§ **Prompt A**:
In the PES-Learn API tutorial, rewrite the passage starting at "PES-Learn Application Program" and ending at "the peslearn package.", changing "Installation guide" to "setup guide".
§ **Prompt B**:
Write the next part of the PES-Learn API tutorial, picking up right after its final line.

PES-Learn Application Program Interface (CLI) Tutorial#

The following tutorial goes over an example of how to use PES-Learn with Python API. This allows the user to import the peslearn python package and use python to excecute instead of the peslearn driver as with the CLI option. Some of the differences between ML models and parsing methods are left out of this tutorial. For a more detailed description on these differences, check out the CLI tutorial.

First, import the PES-Learn python package peslearn:

Note

Check out the Installation guide for information on how to install the peslearn package.

import peslearn

Here we will generate a simple potential energy surface of water. First, we need to create an input object which contains information such as the grid of geometries we wish to generate and the various keyword options. The input object is initialized from a string. Here we use a multiline string with triple quotes. Anything can go in this multiline string; only text patterns which match PES-Learn keyword options will be considered. Because of this, if a keyword is spelled wrong it will be ignored. We choose to scan over the OH bond distances from 0.85 to 1.2 angstroms and the bond angle from 90 to 120 degrees. Also, we will remove redundant geometries arising from equivalent values of r1 and r2.

input_string = ("""
O
H 1 r1
H 1 r2 2 a2

r1 = [0.85,1.20, 5]
r2 = [0.85,1.20, 5]
a2 = [90.0,120.0, 5]

remove_redundancy = true
input_name = input.dat
                """)

§ **Material shown**:
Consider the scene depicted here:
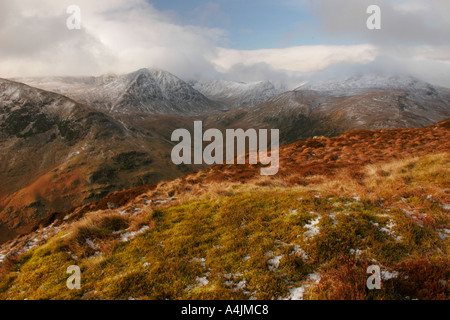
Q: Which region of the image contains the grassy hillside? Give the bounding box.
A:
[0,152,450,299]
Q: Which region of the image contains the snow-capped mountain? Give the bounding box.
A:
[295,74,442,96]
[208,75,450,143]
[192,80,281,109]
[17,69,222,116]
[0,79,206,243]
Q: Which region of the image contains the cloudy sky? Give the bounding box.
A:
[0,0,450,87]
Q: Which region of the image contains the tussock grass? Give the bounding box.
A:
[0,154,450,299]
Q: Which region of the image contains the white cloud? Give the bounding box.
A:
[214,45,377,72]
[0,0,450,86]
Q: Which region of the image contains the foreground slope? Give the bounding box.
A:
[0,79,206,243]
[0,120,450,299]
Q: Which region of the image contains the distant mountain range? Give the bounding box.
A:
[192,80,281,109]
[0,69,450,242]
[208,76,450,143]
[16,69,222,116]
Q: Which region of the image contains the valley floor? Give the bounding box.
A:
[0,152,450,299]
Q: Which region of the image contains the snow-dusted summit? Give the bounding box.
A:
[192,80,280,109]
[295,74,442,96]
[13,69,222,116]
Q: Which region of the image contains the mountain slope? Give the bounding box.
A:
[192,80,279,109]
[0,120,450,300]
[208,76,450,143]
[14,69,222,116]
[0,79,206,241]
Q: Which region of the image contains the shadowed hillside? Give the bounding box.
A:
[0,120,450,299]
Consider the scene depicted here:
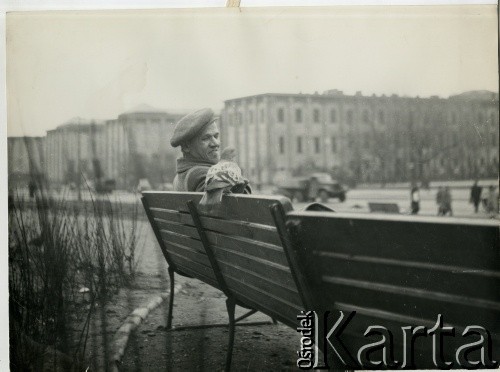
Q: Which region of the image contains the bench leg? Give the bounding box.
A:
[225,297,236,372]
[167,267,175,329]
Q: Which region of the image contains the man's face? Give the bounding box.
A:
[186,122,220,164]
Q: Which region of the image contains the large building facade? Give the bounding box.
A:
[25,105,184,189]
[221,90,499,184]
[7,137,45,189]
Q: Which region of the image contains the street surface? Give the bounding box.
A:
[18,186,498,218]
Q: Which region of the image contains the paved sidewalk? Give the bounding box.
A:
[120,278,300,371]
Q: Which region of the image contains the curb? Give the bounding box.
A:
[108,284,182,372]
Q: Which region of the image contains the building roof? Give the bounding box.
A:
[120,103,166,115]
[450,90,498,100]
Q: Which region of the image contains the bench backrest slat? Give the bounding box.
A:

==

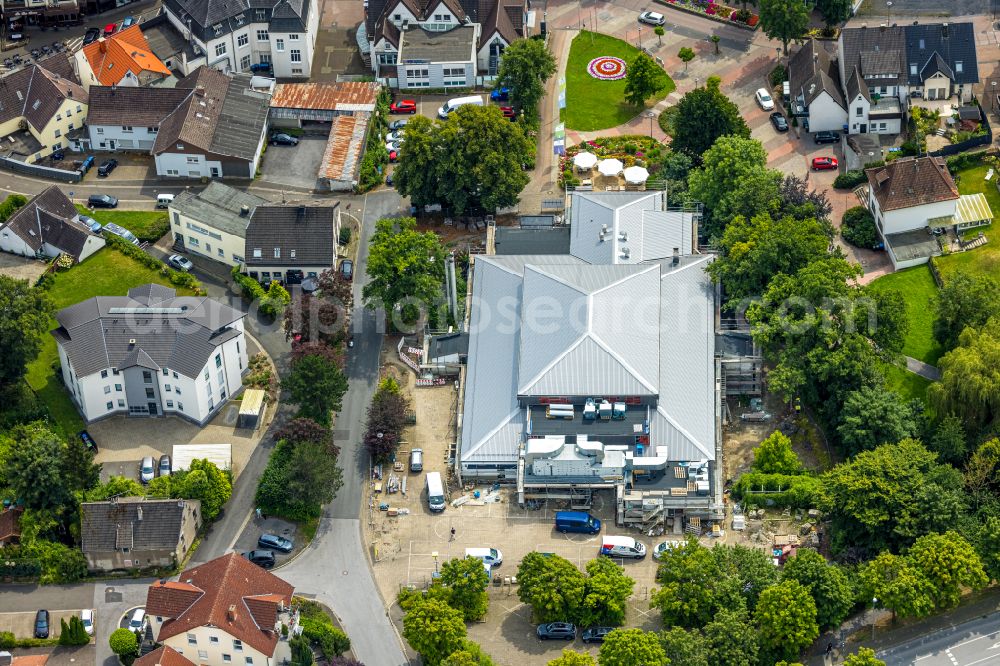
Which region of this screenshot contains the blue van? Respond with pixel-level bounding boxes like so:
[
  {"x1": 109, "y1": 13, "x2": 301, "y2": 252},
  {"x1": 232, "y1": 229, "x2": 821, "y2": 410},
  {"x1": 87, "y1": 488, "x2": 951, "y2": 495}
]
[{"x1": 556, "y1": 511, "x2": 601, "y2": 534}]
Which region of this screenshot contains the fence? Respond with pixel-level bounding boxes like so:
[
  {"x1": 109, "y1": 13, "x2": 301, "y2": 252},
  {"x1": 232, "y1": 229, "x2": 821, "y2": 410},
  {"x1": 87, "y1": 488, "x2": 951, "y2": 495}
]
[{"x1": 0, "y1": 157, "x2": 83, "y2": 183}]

* * *

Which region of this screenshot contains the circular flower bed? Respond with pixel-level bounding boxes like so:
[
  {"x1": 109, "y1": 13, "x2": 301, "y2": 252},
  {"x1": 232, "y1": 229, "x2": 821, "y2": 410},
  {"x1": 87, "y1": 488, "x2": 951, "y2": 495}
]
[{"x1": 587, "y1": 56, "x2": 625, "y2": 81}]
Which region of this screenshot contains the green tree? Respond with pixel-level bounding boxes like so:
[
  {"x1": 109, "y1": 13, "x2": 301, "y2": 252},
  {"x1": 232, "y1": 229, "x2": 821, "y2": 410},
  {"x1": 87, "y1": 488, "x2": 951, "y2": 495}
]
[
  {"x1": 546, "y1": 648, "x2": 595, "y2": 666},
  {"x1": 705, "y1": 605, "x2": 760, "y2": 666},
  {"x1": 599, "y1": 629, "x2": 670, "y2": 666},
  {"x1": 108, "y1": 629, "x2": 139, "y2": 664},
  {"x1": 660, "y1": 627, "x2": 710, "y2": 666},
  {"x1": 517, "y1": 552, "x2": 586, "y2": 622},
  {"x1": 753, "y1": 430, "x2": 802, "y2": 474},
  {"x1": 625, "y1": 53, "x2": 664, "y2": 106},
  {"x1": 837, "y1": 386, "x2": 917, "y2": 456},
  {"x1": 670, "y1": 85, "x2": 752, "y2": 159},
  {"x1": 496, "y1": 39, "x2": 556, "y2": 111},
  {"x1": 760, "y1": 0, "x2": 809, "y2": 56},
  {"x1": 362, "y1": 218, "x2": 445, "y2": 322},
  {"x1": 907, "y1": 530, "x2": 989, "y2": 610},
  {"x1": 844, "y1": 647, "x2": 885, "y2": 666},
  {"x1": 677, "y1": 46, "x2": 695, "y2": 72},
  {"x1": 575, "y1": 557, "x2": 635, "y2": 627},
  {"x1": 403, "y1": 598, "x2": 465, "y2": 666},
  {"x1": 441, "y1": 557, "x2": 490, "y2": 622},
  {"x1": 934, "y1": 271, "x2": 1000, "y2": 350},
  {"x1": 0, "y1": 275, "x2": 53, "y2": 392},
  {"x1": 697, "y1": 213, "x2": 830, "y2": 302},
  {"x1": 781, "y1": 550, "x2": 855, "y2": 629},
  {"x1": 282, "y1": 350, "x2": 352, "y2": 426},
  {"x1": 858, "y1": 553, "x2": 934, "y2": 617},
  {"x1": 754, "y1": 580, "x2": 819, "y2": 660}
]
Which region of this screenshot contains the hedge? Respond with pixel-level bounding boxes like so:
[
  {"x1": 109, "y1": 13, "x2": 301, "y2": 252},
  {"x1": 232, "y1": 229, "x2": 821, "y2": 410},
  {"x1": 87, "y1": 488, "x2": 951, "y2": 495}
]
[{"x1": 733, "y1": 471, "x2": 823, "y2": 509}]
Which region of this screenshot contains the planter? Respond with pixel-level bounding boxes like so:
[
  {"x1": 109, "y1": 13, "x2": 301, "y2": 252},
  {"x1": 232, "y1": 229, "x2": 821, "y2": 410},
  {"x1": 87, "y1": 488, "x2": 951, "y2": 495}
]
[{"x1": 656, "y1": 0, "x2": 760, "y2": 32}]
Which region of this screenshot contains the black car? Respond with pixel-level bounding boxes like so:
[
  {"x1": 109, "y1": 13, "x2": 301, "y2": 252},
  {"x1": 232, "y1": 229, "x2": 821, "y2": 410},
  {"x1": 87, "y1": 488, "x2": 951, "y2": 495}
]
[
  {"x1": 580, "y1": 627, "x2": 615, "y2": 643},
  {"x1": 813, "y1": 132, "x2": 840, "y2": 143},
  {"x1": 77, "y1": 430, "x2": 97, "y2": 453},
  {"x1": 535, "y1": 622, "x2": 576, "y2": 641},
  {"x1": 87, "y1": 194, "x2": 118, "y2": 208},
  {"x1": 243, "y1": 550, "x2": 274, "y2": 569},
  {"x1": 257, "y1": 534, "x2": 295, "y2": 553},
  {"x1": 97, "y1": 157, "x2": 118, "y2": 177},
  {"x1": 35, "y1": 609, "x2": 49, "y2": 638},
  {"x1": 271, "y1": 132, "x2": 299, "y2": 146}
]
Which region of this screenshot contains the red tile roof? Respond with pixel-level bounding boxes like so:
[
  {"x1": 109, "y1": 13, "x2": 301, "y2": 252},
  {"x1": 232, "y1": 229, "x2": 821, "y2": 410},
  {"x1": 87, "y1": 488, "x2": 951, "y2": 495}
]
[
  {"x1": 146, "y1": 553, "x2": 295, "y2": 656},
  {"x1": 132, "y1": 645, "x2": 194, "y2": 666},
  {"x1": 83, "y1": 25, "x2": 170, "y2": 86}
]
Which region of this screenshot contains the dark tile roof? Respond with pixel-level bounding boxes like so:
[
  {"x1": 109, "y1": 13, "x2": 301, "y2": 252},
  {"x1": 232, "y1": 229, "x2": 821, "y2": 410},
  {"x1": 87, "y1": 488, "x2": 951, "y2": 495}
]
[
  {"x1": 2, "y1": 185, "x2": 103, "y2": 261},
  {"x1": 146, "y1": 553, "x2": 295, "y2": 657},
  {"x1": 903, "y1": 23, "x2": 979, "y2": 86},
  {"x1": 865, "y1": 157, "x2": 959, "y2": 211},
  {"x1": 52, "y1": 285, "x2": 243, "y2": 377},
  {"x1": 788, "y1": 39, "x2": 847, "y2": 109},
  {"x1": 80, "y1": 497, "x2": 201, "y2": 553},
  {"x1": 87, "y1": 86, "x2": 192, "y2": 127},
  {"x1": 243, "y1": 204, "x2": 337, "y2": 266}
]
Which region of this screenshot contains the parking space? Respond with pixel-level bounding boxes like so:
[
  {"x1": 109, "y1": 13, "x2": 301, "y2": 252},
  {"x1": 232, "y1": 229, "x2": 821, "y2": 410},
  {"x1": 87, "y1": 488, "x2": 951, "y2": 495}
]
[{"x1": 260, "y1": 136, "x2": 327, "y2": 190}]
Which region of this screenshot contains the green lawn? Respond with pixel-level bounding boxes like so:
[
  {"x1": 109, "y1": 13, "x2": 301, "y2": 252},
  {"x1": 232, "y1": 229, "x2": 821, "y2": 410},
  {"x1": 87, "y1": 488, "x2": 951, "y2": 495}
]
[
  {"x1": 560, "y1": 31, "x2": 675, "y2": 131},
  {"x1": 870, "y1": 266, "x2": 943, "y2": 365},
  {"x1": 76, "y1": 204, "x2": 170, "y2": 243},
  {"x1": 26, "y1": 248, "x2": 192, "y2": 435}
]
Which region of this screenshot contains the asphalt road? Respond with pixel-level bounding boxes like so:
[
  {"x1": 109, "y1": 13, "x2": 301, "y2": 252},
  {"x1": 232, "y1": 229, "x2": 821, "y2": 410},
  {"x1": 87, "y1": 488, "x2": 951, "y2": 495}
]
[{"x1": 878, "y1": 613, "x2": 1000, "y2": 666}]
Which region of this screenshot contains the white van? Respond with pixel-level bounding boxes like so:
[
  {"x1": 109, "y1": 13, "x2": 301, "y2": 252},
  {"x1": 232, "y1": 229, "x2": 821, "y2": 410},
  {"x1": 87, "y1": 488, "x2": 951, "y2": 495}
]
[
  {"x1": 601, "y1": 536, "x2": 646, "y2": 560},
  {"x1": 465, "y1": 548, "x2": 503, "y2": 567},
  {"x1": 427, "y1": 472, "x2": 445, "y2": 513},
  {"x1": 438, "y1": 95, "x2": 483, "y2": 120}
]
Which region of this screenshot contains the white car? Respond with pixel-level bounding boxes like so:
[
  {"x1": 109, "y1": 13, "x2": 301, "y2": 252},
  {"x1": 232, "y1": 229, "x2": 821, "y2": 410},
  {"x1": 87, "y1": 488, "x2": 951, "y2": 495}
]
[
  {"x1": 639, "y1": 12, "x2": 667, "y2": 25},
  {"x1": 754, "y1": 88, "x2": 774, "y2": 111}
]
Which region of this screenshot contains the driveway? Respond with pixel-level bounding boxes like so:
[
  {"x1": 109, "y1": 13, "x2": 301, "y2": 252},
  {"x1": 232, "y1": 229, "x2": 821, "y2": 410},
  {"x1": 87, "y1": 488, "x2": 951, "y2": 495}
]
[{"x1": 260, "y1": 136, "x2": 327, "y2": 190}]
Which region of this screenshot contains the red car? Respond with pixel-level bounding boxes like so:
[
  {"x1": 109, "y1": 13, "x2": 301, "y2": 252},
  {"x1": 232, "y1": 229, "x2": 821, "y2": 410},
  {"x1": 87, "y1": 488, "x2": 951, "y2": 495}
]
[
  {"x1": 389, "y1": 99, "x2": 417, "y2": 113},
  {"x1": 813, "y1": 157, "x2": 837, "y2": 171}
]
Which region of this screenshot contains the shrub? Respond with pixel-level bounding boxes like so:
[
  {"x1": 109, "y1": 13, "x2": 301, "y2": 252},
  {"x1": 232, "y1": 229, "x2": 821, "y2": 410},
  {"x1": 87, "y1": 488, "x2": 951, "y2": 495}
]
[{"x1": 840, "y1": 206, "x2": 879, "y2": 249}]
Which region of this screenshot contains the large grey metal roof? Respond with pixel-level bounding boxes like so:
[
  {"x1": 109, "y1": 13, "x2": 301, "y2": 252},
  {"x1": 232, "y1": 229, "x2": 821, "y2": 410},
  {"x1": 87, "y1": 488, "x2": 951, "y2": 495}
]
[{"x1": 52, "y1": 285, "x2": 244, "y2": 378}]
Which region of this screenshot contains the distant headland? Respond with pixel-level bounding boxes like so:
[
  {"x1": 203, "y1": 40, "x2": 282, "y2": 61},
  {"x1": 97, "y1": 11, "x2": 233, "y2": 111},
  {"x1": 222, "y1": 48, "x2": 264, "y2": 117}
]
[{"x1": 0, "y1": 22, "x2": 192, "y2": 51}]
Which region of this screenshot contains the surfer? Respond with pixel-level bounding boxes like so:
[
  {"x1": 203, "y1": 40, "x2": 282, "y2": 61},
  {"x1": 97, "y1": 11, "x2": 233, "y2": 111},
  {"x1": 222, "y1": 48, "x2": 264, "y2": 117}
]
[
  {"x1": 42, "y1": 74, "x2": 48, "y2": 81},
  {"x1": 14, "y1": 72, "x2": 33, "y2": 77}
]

§ **Task response A**:
PES-Learn Application Program Interface (CLI) Tutorial#

The following tutorial goes over an example of how to use PES-Learn with Python API. This allows the user to import the peslearn python package and use python to excecute instead of the peslearn driver as with the CLI option. Some of the differences between ML models and parsing methods are left out of this tutorial. For a more detailed description on these differences, check out the CLI tutorial.

First, import the PES-Learn python package peslearn:

Note

Check out the setup guide for information on how to install the peslearn package.

§ **Task response B**:
The input_name value tells PES-Learn what to call the produced input files based on our template file template.dat. Alternatively, schema can be used in the same way as described in the CLI tutorial, with all of the necessary keywords in the input_string. In this example, however, we will be using a template.dat, which will be a Psi4 input file that computes a density-fitted MP2 energy with a 6-31g basis set. The only relevant part of this file from PES-Learn’s perspective is the Cartesian coordinates, which will be found and replaced by the Cartesian coordinates corresponding to the internal coordinate grid given above to create a series of input files. The example template.dat file looks like this:

molecule h2o {
0 1
H 0.00 0.00 0.00
H 0.00 0.00 0.00
O 0.00 0.00 0.00
}

set basis 6-31g
energy('mp2')

We instantiate a PES-Learn InputProcessor object with the input string given above, as well as a template object with the template file template.dat:

input_object = peslearn.InputProcessor(input_string)
template_object = peslearn.datagen.Template("./template.dat")

If you are using schemas, template_object does not need to be instantiated. The input_object holds the Z-Matrix connectivity information as well as the internal coordinate ranges and keyword options. A PES-Learn Molecule object takes in this Z-Matrix information and derives obtains a bunch of information about the molecule, and is able to update its internal coordinates and convert to Cartesian coordinates.

molecule_object = peslearn.datagen.Molecule(input_object.zmat_string)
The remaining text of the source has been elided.